PROVIDED MATERIAL:

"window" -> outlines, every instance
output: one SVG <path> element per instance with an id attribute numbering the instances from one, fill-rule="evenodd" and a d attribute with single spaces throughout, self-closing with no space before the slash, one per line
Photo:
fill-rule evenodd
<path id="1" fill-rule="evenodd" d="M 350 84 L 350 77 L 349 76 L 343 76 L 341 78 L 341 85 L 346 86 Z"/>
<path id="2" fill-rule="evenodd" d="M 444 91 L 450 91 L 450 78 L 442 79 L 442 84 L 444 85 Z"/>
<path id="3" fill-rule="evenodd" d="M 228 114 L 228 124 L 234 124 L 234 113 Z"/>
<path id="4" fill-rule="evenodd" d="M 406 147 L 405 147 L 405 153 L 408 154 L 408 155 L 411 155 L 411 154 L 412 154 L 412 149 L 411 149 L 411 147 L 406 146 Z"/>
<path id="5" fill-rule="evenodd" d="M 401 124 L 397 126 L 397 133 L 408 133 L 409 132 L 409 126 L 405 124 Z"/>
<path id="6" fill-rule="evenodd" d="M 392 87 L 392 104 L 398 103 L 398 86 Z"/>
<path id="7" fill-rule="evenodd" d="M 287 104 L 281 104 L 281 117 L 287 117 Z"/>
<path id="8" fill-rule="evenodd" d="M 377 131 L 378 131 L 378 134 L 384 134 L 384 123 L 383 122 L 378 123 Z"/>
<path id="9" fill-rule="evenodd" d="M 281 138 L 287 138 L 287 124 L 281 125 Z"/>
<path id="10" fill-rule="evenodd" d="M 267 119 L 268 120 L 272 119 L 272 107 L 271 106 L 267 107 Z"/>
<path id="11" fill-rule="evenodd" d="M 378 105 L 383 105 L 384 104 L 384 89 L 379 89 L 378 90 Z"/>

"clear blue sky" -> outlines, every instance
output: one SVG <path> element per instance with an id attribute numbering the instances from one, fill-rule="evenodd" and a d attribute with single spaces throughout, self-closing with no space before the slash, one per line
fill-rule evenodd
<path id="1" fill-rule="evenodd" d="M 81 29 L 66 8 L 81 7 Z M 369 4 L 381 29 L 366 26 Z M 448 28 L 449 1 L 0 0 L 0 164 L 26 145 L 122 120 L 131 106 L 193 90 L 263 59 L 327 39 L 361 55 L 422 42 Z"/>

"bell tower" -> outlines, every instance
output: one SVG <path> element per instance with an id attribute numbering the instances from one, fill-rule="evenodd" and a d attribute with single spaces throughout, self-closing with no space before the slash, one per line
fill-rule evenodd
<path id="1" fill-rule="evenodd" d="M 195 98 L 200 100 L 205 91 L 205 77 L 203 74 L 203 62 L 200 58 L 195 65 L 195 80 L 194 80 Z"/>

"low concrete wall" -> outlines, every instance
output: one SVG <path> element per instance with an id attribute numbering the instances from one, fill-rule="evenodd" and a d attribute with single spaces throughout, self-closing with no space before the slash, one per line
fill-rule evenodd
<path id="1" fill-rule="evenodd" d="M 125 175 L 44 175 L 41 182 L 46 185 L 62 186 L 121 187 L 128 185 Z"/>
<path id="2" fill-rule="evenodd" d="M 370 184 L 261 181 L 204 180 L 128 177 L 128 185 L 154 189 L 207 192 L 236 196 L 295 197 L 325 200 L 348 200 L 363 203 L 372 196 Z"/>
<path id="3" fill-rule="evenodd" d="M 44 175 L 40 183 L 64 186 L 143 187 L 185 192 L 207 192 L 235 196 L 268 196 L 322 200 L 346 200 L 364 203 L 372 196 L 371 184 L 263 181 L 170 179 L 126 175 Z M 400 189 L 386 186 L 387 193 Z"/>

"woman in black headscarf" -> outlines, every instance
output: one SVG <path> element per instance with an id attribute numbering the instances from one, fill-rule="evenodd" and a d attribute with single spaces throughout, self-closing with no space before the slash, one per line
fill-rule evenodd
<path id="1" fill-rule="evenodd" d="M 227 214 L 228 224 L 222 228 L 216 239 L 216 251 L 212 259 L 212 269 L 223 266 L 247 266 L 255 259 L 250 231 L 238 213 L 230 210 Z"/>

TASK BRIEF: Produce an exact copy of all the records.

SOLUTION TO THE EXERCISE:
"window" -> outlines, every instance
output: one SVG <path> element per instance with an id attribute numbering the instances from one, fill-rule="evenodd" and a d attribute with single spaces throughout, self-closing with no space before the slash, one per line
Photo:
fill-rule evenodd
<path id="1" fill-rule="evenodd" d="M 350 84 L 350 77 L 349 76 L 343 76 L 341 78 L 341 85 L 346 86 Z"/>
<path id="2" fill-rule="evenodd" d="M 444 91 L 450 91 L 450 78 L 442 79 L 442 84 L 444 85 Z"/>
<path id="3" fill-rule="evenodd" d="M 228 114 L 228 124 L 234 124 L 234 113 Z"/>
<path id="4" fill-rule="evenodd" d="M 406 147 L 405 147 L 405 153 L 408 154 L 408 155 L 411 155 L 411 154 L 412 154 L 412 149 L 411 149 L 411 147 L 406 146 Z"/>
<path id="5" fill-rule="evenodd" d="M 401 124 L 397 126 L 397 133 L 408 133 L 409 132 L 409 126 L 405 124 Z"/>
<path id="6" fill-rule="evenodd" d="M 392 87 L 392 104 L 398 103 L 398 86 Z"/>
<path id="7" fill-rule="evenodd" d="M 287 104 L 281 104 L 281 117 L 287 117 Z"/>
<path id="8" fill-rule="evenodd" d="M 377 131 L 378 131 L 378 134 L 384 134 L 384 123 L 383 122 L 378 123 Z"/>
<path id="9" fill-rule="evenodd" d="M 281 138 L 287 138 L 287 124 L 281 125 Z"/>
<path id="10" fill-rule="evenodd" d="M 267 119 L 268 120 L 272 119 L 272 107 L 271 106 L 267 107 Z"/>
<path id="11" fill-rule="evenodd" d="M 378 105 L 383 105 L 384 104 L 384 89 L 379 89 L 378 90 Z"/>

"clear blue sky" -> outlines, every instance
output: one SVG <path> element per instance with an id attribute numbering the instances from one, fill-rule="evenodd" and a d attribute with single spaces throughout, self-closing with no space before the slash, one per line
fill-rule evenodd
<path id="1" fill-rule="evenodd" d="M 81 29 L 66 8 L 81 7 Z M 369 4 L 381 29 L 366 26 Z M 448 28 L 449 1 L 0 0 L 0 164 L 26 145 L 122 120 L 131 106 L 193 90 L 263 59 L 327 39 L 361 55 L 422 42 Z"/>

"bell tower" -> outlines, every instance
output: one SVG <path> element per instance with an id attribute numbering the instances from one, fill-rule="evenodd" and a d attribute with single spaces throughout, self-closing with no space before the slash, one per line
fill-rule evenodd
<path id="1" fill-rule="evenodd" d="M 195 98 L 200 100 L 205 91 L 205 77 L 203 74 L 203 62 L 200 58 L 195 65 L 195 80 L 194 80 Z"/>

"low concrete wall" -> outlines, every instance
output: one SVG <path> element per instance with an id attribute numbering the instances from one, fill-rule="evenodd" and a d attribute with single spaces throughout, self-closing with no space before the slash, one per line
fill-rule evenodd
<path id="1" fill-rule="evenodd" d="M 125 175 L 44 175 L 41 182 L 46 185 L 62 186 L 121 187 L 128 185 Z"/>
<path id="2" fill-rule="evenodd" d="M 370 184 L 261 181 L 204 180 L 128 177 L 128 185 L 154 189 L 207 192 L 236 196 L 295 197 L 325 200 L 348 200 L 363 203 L 372 196 Z"/>
<path id="3" fill-rule="evenodd" d="M 44 175 L 40 183 L 64 186 L 143 187 L 185 192 L 207 192 L 235 196 L 268 196 L 322 200 L 346 200 L 364 203 L 372 196 L 371 184 L 263 181 L 170 179 L 126 175 Z M 400 189 L 386 186 L 387 193 Z"/>

"woman in black headscarf" -> outlines, every instance
output: one SVG <path> element per instance with an id attribute numbering the instances from one, fill-rule="evenodd" and a d attribute with single spaces throughout, self-closing with no space before the slash, one per line
fill-rule evenodd
<path id="1" fill-rule="evenodd" d="M 227 214 L 228 224 L 222 228 L 216 239 L 216 251 L 212 259 L 212 269 L 223 266 L 247 266 L 255 259 L 250 231 L 238 213 L 230 210 Z"/>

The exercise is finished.